Data extracted from a collection
☆ ☆ ☆ ☆ ☆ ☆ ☆
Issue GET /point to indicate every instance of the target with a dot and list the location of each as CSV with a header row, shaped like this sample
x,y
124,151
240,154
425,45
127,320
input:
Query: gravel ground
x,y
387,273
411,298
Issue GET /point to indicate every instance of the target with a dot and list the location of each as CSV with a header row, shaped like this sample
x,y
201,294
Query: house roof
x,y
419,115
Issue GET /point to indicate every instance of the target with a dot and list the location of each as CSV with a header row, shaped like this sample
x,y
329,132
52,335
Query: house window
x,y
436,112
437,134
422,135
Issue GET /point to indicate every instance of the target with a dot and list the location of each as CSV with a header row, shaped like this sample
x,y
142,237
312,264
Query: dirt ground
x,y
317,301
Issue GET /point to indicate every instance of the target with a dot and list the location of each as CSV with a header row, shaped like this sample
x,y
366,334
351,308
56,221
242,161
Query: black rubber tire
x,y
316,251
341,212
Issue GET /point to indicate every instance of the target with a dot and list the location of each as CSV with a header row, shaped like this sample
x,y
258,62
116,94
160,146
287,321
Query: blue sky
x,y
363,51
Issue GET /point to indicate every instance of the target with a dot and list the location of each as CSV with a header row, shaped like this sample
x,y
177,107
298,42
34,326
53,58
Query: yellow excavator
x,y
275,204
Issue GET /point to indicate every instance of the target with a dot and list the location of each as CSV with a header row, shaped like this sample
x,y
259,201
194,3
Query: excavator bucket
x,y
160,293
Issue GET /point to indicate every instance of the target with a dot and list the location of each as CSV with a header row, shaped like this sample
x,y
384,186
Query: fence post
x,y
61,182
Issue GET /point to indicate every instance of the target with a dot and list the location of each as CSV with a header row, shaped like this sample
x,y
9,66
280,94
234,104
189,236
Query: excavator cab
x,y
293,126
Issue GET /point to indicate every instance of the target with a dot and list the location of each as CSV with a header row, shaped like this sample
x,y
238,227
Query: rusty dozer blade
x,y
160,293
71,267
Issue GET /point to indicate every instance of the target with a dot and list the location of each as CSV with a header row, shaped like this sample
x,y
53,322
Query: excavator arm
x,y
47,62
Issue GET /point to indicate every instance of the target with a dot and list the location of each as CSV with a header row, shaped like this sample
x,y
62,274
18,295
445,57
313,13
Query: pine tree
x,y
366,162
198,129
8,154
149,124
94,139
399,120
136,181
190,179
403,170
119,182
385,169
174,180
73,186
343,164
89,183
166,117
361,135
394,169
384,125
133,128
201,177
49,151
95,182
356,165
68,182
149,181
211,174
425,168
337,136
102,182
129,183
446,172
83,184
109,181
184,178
☆ ☆ ☆ ☆ ☆ ☆ ☆
### AIM
Each record above should be returned exactly as it appears.

### REPLY TO THE TASK
Issue GET /point to indicate every instance of the target with a dot and list the location of each as CSV with a header row, shaped like this sample
x,y
124,151
240,154
425,45
127,320
input:
Query: gravel ground
x,y
387,273
411,298
Issue GET /point to indicate every instance of the target with a dot and list the location of each as CSV with a header row, shaped like this sample
x,y
201,294
Query: house roof
x,y
419,115
Issue GET /point to indicate every instance of the target with a dot and list the location of each as CSV with a header row, shaped like this sample
x,y
329,132
52,335
Query: house window
x,y
436,112
437,134
422,135
Issue GET /point to indicate every instance of the target with a dot and list the location of each as CSV with a header row, shaped like this sample
x,y
142,237
312,264
Query: dirt ground
x,y
317,301
Issue GET /point to indicate every instance of the target with a dot and list the location of each as CSV with a header row, shaped like this sample
x,y
366,334
351,308
56,221
242,161
Query: black rubber tire
x,y
316,251
341,212
Issue GET /point to indicate every instance of the target with a dot and list the location of each as CSV with a header row, shaped like this sample
x,y
258,62
116,94
160,146
287,321
Query: blue sky
x,y
363,51
Issue GET /point to indicate every instance of the target with a dot and list the location of each as CSV with a header row, shaped like this sample
x,y
177,107
298,42
34,326
53,58
Query: yellow excavator
x,y
275,204
Issue GET /point to indicate every instance of the target with a dot and list the location of each as CSV with a header row, shaped like this sample
x,y
259,201
194,3
Query: excavator bucket
x,y
160,293
Issue GET /point to indicate every instance of the target with a dot and list the location of each as CSV with a header row, shaped like this sample
x,y
384,186
Query: fence post
x,y
61,182
Issue GET /point to indicate every instance of the target with a dot and list the location of each as CSV with a header row, shaped like this sample
x,y
9,66
280,94
234,104
189,236
Query: excavator cab
x,y
293,126
Issue GET /point to indicate every instance of the target with a dot and list the location of each as CSV with a header row, shaped like this sample
x,y
238,227
Query: rusty dozer blade
x,y
160,293
71,267
Issue GET /point to indicate every instance of the target with a dot and list the location of each as CSV with a header row, shaped like this sample
x,y
53,322
Query: excavator arm
x,y
47,62
Issue GET /point to indicate every instance of the target with a dot and list the location of each as CSV with a header row, shaped like this sample
x,y
62,274
18,295
445,57
313,13
Query: pine tree
x,y
366,162
198,129
8,154
149,124
94,139
399,120
136,181
190,179
403,170
119,182
385,169
174,180
73,186
343,164
89,183
166,117
361,135
394,169
384,125
133,128
201,177
49,151
95,182
356,165
68,182
149,181
211,174
425,168
337,136
102,182
129,183
446,172
83,184
109,181
184,178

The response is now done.